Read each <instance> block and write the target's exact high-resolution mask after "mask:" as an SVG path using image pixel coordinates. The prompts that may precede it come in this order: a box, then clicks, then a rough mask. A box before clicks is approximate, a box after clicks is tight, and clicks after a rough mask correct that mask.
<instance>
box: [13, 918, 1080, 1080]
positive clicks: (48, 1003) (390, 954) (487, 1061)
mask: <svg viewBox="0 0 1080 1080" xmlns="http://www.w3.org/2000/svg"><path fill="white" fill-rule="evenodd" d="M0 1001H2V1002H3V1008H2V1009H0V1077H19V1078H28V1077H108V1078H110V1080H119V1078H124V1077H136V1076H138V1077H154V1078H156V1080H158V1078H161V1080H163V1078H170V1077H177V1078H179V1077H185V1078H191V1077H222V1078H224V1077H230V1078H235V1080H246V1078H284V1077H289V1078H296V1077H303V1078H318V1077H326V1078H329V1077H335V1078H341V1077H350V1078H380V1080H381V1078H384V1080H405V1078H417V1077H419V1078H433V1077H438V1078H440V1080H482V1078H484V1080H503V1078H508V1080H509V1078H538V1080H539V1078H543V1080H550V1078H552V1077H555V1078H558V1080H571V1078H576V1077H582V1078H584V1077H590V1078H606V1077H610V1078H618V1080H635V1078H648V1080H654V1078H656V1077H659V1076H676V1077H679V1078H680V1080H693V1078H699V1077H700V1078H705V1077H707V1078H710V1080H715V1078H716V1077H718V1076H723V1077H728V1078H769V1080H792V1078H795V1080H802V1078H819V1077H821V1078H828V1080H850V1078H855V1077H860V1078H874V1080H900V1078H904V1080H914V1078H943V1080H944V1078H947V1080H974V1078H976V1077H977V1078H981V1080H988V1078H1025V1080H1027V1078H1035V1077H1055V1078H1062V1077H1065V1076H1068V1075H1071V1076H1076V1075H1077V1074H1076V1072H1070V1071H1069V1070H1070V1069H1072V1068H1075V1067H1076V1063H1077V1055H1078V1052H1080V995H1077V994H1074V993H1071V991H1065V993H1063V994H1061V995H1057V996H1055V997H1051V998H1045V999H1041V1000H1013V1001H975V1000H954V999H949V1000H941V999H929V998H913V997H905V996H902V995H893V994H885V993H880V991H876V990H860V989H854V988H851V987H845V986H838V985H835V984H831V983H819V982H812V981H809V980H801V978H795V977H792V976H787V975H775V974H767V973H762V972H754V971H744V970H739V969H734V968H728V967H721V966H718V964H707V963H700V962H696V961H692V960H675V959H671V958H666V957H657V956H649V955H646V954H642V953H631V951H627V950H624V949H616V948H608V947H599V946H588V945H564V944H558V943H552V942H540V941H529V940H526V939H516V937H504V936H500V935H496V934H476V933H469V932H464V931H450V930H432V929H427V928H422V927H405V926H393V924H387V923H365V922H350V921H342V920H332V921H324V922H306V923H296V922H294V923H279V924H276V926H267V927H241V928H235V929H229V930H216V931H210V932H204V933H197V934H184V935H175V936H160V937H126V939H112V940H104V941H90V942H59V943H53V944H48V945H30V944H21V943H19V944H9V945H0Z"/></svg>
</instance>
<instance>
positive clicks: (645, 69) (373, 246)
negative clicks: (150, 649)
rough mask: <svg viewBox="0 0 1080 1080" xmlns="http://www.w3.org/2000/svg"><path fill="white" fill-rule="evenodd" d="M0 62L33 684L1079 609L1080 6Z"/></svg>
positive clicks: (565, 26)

▬▬▬▬▬▬▬▬▬▬

Your goal:
Show every line above that contains the string "instance".

Solution:
Read each <instance> block and write the target's exact high-resolution mask after "mask:" as an SVG path using image pixel coordinates. The prompts that may precede it come in this order: a box, then clicks, then a rough mask. A box before clicks is approximate, a box after clicks is tight, and clicks after a rough mask correct that mask.
<instance>
</instance>
<instance>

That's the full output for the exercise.